- **WHAT YOU SHOULD DO**: Read the entries below and pull out each line with the string "instance".

[Dataset entries]
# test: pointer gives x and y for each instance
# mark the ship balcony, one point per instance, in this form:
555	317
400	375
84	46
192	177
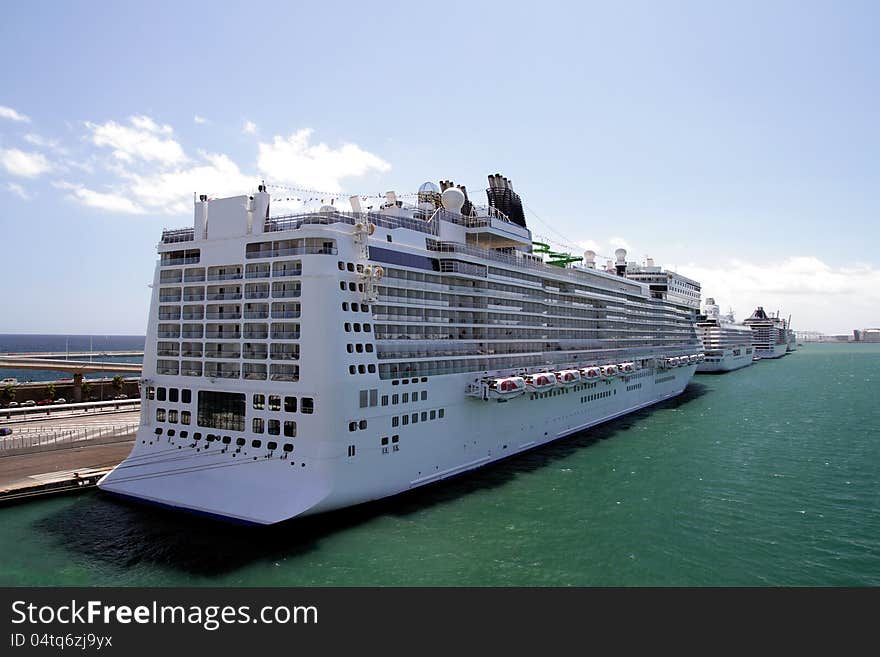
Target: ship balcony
258	270
167	367
284	373
255	352
254	371
167	349
256	331
193	312
224	273
191	350
170	276
222	370
285	352
285	310
191	368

- **ANSWER TO THIS EXERCISE**:
# test: pointer gives x and y for each instance
# mark the ship balcony, one point per instance, in this form:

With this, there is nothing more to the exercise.